-- START DATA IN THIS EXERCISE --

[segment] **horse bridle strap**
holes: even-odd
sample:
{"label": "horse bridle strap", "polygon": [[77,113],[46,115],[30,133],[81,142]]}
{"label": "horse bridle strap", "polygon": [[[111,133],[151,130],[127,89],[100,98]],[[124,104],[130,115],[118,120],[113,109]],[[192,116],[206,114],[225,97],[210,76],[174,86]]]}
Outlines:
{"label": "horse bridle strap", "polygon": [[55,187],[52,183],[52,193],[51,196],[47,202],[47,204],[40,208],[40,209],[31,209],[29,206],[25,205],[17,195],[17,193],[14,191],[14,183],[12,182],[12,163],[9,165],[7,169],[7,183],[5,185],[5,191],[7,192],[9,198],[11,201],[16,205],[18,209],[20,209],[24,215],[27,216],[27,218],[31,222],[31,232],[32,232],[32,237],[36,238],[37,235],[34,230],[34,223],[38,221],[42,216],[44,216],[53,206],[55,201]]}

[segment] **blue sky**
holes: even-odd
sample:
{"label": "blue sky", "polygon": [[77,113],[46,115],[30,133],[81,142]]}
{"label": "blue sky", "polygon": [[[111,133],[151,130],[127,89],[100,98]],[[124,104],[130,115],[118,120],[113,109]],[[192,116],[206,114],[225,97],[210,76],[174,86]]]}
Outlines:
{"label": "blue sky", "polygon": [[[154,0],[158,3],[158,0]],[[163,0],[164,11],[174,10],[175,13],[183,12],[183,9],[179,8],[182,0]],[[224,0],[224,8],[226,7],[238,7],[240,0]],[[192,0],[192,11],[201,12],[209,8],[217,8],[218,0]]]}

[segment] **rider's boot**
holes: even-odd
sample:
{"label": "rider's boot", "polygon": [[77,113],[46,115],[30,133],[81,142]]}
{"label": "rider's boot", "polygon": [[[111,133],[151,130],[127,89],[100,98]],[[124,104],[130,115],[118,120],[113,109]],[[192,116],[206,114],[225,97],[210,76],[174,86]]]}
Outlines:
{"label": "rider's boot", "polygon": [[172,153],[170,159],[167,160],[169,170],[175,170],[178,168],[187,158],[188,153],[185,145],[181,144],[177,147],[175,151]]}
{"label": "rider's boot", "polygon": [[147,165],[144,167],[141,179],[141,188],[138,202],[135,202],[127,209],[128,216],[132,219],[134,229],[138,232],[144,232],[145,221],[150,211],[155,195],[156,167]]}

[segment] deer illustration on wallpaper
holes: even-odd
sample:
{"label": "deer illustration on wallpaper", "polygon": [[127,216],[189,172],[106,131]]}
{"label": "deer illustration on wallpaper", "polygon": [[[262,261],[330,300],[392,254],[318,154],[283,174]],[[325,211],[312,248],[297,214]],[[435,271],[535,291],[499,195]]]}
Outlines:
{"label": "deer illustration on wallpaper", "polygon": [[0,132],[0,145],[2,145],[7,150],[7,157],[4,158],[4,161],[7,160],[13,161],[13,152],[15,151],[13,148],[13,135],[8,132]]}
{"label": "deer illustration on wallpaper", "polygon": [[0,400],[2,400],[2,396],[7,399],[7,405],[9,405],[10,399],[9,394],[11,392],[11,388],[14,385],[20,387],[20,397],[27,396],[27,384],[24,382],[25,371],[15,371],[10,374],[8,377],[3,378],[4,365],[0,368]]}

-- END DATA IN THIS EXERCISE --

STATED EXERCISE:
Return the lines of the data above exactly as they appear, beginning with the line that contains "[segment] deer illustration on wallpaper" and continuing through the last line of the data.

ANSWER BELOW:
[segment] deer illustration on wallpaper
holes: even-odd
sample:
{"label": "deer illustration on wallpaper", "polygon": [[127,216],[189,172],[106,131]]}
{"label": "deer illustration on wallpaper", "polygon": [[[262,261],[330,300],[392,254],[318,154],[283,174]],[[325,211],[312,248],[297,214]],[[435,271],[535,291],[499,195]]]}
Outlines:
{"label": "deer illustration on wallpaper", "polygon": [[0,132],[0,145],[2,145],[7,150],[7,157],[4,158],[4,161],[7,160],[13,161],[13,152],[15,151],[13,148],[13,135],[8,132]]}
{"label": "deer illustration on wallpaper", "polygon": [[0,400],[2,400],[2,396],[7,399],[7,405],[9,405],[10,399],[9,394],[11,392],[11,388],[14,385],[20,387],[20,397],[27,396],[27,384],[24,382],[25,371],[15,371],[10,374],[8,377],[3,378],[4,365],[0,368]]}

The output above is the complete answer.